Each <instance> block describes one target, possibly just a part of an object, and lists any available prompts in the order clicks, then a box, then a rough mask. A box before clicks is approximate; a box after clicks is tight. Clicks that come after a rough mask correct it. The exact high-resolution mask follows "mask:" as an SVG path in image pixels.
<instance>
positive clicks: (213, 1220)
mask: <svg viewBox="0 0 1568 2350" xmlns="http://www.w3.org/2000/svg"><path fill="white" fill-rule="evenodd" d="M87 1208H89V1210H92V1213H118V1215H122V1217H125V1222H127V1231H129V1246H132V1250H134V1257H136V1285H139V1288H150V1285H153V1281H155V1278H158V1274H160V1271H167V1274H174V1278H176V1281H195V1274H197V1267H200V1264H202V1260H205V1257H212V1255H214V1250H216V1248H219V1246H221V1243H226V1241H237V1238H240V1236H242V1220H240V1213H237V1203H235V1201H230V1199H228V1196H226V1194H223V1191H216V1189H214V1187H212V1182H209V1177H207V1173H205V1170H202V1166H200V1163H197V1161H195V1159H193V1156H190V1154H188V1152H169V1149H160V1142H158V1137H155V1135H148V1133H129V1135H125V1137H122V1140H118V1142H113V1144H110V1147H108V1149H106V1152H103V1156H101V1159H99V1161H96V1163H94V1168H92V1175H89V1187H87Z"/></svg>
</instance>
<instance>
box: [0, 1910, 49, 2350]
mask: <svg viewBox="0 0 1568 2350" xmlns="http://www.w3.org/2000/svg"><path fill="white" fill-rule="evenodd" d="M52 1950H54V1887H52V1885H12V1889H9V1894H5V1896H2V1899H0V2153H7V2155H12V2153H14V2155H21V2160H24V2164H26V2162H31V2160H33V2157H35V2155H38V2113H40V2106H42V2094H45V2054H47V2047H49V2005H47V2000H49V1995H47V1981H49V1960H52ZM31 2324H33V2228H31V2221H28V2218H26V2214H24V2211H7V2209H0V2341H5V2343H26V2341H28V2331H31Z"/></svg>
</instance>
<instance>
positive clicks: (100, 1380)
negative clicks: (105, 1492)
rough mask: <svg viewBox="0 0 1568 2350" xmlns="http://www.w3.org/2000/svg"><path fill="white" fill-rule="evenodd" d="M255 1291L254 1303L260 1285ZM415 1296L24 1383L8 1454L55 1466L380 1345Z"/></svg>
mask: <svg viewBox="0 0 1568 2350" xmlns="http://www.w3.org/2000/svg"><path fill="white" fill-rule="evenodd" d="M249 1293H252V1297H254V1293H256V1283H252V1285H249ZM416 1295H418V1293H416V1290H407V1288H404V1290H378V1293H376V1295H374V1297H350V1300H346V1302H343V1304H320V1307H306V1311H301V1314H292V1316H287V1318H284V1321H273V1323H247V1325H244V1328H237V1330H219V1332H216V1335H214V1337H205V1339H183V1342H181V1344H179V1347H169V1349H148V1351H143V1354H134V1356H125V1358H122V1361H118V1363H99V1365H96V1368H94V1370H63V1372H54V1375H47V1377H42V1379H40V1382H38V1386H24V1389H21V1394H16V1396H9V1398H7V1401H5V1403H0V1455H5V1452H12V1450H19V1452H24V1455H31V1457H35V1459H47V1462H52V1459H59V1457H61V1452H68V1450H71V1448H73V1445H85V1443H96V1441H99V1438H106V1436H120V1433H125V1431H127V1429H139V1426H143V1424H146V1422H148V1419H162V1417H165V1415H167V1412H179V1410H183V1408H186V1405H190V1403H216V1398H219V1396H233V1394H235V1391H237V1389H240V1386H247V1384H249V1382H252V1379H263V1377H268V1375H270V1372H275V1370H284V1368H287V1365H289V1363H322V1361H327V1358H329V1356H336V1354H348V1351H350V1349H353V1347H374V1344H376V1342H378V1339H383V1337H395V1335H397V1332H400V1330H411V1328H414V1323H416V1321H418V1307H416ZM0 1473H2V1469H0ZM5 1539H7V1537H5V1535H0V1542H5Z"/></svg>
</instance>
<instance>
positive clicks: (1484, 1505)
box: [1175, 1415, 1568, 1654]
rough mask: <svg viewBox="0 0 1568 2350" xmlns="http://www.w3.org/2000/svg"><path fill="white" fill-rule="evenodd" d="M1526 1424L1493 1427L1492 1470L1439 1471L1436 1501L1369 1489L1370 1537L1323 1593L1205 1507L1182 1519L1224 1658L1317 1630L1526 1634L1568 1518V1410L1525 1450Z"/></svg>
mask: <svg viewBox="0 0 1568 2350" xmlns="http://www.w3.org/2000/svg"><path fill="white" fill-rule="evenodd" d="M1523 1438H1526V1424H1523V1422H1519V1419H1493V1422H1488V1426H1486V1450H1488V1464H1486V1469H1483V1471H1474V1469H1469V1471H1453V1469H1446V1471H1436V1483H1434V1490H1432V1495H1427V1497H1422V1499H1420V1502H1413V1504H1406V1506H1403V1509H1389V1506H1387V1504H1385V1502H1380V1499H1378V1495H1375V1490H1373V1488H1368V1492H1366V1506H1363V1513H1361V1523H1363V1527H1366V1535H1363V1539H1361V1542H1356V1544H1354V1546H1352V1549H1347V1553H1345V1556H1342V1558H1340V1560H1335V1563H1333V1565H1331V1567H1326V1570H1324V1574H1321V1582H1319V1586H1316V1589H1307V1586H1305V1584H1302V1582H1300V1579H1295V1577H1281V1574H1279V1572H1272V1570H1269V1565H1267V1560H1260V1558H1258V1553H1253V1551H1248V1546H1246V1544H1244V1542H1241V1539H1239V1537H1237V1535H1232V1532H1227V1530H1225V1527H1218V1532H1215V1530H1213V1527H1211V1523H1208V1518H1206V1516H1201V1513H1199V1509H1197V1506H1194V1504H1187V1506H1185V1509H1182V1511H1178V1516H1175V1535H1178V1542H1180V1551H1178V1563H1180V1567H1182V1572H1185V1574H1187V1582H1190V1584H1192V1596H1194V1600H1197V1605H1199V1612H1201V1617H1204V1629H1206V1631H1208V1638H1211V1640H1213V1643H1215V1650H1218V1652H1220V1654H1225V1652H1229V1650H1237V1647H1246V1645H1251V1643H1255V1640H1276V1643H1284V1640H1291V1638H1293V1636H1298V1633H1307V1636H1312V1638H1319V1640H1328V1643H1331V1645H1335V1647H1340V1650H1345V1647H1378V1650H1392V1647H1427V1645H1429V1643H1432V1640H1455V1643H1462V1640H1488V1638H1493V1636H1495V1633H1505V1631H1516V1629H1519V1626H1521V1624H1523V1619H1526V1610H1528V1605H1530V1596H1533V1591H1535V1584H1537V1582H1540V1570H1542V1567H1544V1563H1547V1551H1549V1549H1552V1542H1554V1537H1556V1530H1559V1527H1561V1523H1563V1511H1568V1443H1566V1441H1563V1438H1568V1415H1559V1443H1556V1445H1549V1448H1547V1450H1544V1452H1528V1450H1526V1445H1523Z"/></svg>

◆ ◆ ◆

Keeping every character as it is, restate the lines above that run from the line with "positive clicks: (100, 1380)" through the line with "negative clicks: (105, 1492)", both included, and nothing else.

# [OUTPUT FOR THIS TASK]
positive clicks: (100, 1380)
negative clicks: (105, 1492)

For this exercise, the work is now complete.